------ Given data
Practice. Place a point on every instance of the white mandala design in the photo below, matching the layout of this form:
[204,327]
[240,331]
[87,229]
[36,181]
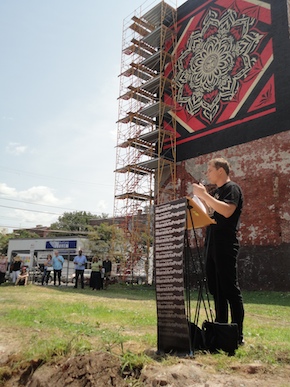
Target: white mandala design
------------
> What needs to be done: Search the entries for the word "mandala", then gather every line that has it.

> Reply:
Practice. Place a point on every instance of the white mandala design in the photo below, matching the layout of this form:
Target: white mandala design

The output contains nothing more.